■ WHAT TO DO
Copy all entries without alteration and skip the pictures they hold.
**** RECORD LIST ****
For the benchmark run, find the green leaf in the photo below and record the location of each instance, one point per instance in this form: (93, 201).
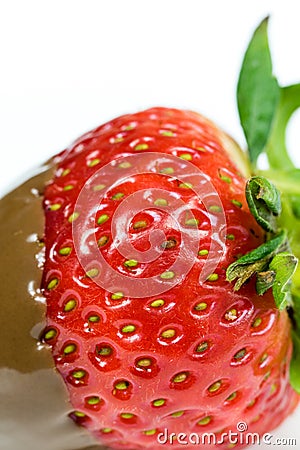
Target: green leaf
(263, 200)
(257, 92)
(276, 147)
(255, 261)
(284, 265)
(295, 363)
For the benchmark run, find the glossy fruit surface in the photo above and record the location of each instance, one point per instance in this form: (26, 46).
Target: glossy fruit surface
(183, 353)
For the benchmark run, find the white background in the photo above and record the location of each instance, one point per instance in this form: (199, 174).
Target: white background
(68, 65)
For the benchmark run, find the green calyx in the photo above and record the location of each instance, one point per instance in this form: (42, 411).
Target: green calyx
(273, 195)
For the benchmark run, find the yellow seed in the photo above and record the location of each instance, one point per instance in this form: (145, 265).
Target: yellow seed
(257, 322)
(128, 329)
(117, 139)
(186, 185)
(215, 208)
(124, 165)
(50, 334)
(159, 402)
(65, 172)
(213, 277)
(240, 354)
(104, 351)
(225, 178)
(202, 347)
(117, 296)
(231, 397)
(73, 217)
(231, 314)
(68, 187)
(69, 349)
(205, 421)
(54, 207)
(186, 156)
(118, 196)
(52, 284)
(230, 237)
(139, 224)
(236, 203)
(102, 241)
(92, 273)
(144, 362)
(263, 358)
(168, 334)
(65, 251)
(178, 414)
(161, 202)
(200, 306)
(167, 133)
(78, 374)
(140, 147)
(94, 162)
(122, 385)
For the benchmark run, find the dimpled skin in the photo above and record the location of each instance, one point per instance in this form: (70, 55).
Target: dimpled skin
(197, 358)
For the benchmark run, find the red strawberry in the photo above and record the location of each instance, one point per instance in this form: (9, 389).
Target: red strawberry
(195, 356)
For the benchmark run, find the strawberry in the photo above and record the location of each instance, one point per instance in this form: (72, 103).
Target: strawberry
(144, 343)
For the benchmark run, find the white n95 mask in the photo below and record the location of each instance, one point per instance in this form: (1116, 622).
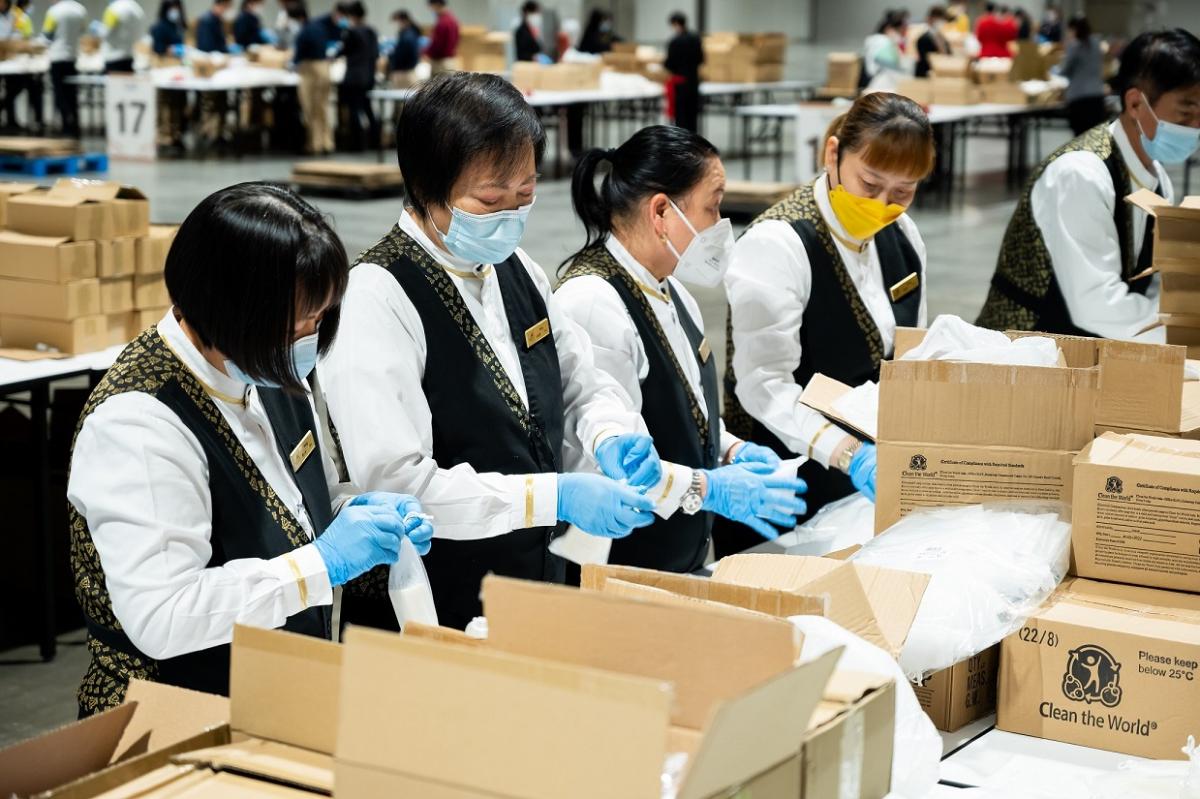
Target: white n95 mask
(707, 258)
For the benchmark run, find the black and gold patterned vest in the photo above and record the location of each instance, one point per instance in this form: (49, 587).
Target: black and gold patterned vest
(1025, 292)
(249, 521)
(478, 416)
(839, 337)
(672, 413)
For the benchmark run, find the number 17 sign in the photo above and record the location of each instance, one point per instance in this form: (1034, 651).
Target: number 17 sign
(131, 116)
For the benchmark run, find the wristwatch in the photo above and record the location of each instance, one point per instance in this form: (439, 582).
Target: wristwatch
(694, 499)
(847, 455)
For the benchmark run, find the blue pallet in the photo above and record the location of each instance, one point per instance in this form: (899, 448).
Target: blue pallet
(46, 166)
****
■ WRITTEN SOLUTION
For the benchmark run, find the green leaf in the photo below and record the location of each instance, one point per instance in this form: (93, 201).
Target: green leaf
(263, 200)
(257, 92)
(276, 147)
(255, 261)
(284, 265)
(295, 363)
For the benchmark run, find the glossy fruit surface in the photo above and record the location of each instance, one point per instance in this form: (26, 46).
Target: glossy fruit surface
(183, 353)
For the benchmark run, find the white background in the photo above and record the location of each instance, one point per instance in this form: (199, 174).
Target: white background
(68, 65)
For the benchmark run, find the green calyx in the photo above and record the location of each instance, one point per instance in this form: (42, 411).
Target: green calyx
(273, 195)
For the benchmark run, find the yellow seed in the photo above and record the location of each instance, one point per instance in this form: (145, 265).
Target: yellow seed
(257, 322)
(128, 329)
(117, 139)
(186, 185)
(215, 208)
(124, 165)
(50, 334)
(159, 402)
(65, 172)
(213, 277)
(240, 354)
(104, 351)
(225, 178)
(202, 347)
(117, 296)
(231, 397)
(73, 217)
(231, 314)
(68, 187)
(69, 349)
(205, 421)
(54, 207)
(186, 156)
(118, 196)
(52, 284)
(230, 237)
(139, 224)
(236, 203)
(102, 241)
(92, 273)
(144, 362)
(263, 358)
(168, 334)
(65, 251)
(178, 414)
(161, 202)
(200, 306)
(167, 133)
(78, 374)
(140, 147)
(94, 162)
(122, 385)
For the benchmark run, find the dimpled skin in the photo above and record the location of each instance, one point per instance in this form: (70, 55).
Target: dimpled skin
(197, 358)
For the benchmark run, find the red strawberry in the photo above and record the location of each instance, one point per instance in this form: (9, 389).
Target: red strawberry
(195, 356)
For the benchmark run, find the strawberry in the photo above and record the location of each instance, one point per instance in this form: (72, 103).
Target: strawberry
(144, 343)
For the benchmark run, find the white n95 mask in the photo below and record the location of each instance, one point per instance in this form: (1116, 622).
Target: white n95 mask
(707, 258)
For the benchmark run, find the black and gold patterned vest in the photo above and record the location of each instance, one point per instance in this form: (49, 587).
Target: black and gold patterned vest
(1025, 292)
(249, 521)
(478, 416)
(839, 337)
(672, 413)
For the benchmark run, find the number 17 sign in the photo above and record the location of each instance, one point per instance in this form: (1034, 651).
Target: number 17 sign
(131, 116)
For the benchmark run, find the wristwatch in the photo above and record the location of each instance, one point per instance in this form: (439, 582).
Target: wristwatch
(694, 499)
(847, 455)
For the benchmark run, find the blue pallet in the photo above and record the location of each instance, one point per instance in this form: (899, 448).
Target: blue pallet
(46, 166)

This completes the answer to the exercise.